***** Provided passage

On July 29, 2020, the City of Richmond announced a partnership with Volta, the industry leader in innovative electric vehicle charging networks. Volta will provide the first free electric vehicle charging stations on a public right of way in California that are not funded by taxpayer dollars. The stations are located next to the BART parking garage at 1501 MacDonald Ave.

“We are proud to power Volta, whose mission to accelerate electric vehicle adoption aligns well with our city’s priority of cleaner air,” said Mayor Tom Butt. “Available infrastructure is a critical factor in the shift toward electrifying transportation and we are eager to equip our community with utilities that support this shift, beginning with free public electric vehicle chargers at the local BART station.”

Volta’s digital, place-based media allows forward-thinking brand partners to reach high-value audiences in historically unavailable locations while simultaneously driving the mission of sustainability forward.

**********
***** Entries supplied

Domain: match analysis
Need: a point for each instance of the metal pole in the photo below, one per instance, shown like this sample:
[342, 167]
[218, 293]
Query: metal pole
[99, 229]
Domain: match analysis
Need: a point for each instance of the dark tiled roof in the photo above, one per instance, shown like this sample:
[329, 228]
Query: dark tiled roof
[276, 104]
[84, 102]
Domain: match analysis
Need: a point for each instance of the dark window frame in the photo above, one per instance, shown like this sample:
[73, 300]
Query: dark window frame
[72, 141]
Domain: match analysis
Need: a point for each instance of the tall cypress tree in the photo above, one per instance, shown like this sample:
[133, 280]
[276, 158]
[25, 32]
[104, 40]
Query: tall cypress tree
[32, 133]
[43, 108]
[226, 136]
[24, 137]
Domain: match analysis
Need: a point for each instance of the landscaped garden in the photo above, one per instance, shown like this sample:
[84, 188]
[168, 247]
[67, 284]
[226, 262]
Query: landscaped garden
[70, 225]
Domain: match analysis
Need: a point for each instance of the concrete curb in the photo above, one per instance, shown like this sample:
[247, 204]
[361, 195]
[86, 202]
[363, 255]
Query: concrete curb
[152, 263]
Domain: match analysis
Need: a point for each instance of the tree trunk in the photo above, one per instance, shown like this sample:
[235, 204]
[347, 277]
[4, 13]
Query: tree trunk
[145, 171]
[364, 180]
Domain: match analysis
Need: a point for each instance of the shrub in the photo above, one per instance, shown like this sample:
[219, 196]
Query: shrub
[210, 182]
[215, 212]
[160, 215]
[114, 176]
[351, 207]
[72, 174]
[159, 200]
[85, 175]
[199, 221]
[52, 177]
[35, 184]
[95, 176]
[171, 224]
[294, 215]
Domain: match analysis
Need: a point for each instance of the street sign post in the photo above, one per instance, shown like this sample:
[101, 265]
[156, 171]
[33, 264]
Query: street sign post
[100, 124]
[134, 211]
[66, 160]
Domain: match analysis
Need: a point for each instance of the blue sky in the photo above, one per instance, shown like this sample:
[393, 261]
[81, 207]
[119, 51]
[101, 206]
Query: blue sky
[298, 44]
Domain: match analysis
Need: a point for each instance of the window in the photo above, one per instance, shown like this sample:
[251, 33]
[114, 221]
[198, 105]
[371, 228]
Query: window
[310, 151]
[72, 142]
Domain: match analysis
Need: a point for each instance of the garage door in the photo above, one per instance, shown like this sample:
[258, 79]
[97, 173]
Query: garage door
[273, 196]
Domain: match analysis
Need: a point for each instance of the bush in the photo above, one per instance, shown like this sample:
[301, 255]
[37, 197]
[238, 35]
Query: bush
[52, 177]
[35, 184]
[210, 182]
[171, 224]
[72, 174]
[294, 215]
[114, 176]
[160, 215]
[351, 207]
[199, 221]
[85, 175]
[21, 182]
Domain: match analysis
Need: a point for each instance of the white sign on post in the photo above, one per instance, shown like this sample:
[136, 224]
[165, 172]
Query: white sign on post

**********

* Activity list
1. According to the Richmond–Volta announcement, where are the charging stations located?
2. Can you rewrite the Richmond–Volta announcement from "Volta’s digital, place-based" up to and including "of sustainability forward.", replacing "sustainability" with "clean transportation"?
3. Could you carry the Richmond–Volta announcement on from the point where it stops?
You can ignore the rows entirely.

* Per-task outputs
1. They are located next to the BART parking garage at 1501 MacDonald Ave.

2.
Volta’s digital, place-based media allows forward-thinking brand partners to reach high-value audiences in historically unavailable locations while simultaneously driving the mission of clean transportation forward.

3.
“Volta is dedicated to making electric vehicle charging more accessible and we applaud the City of Richmond’s Transportation Services Division for taking the initiative to provide free and convenient stations to its community,” said Scott Mercer, founder and CEO of Volta. “The additional measure of providing the infrastructure without using taxpayer dollars highlights Richmond’s innovative approach to a cleaner, electrified future and we look forward to giving its residents the experience of free charging.”

The City of Richmond embraces emerging technologies and public-private partnerships that can improve service delivery, meet community needs, and reduce resource consumption with the potential to foster key quality of life improvements across sectors.

For more than a decade, Volta has been building a nationwide electric vehicle charging network to drive the world forward. Named after Alessandro Volta, the inventor of the electric battery, Volta’s award-winning charging stations benefit brands, consumers, and real-estate locations by providing valuable advertising space to businesses and free charging to drivers. Strategically located in places where consumers already spend their time and money, Volta is creating the sustainable fueling network of the 21st century.

Headquartered in San Francisco, Volta chargers are currently the most utilized electric vehicle charging stations in the United States.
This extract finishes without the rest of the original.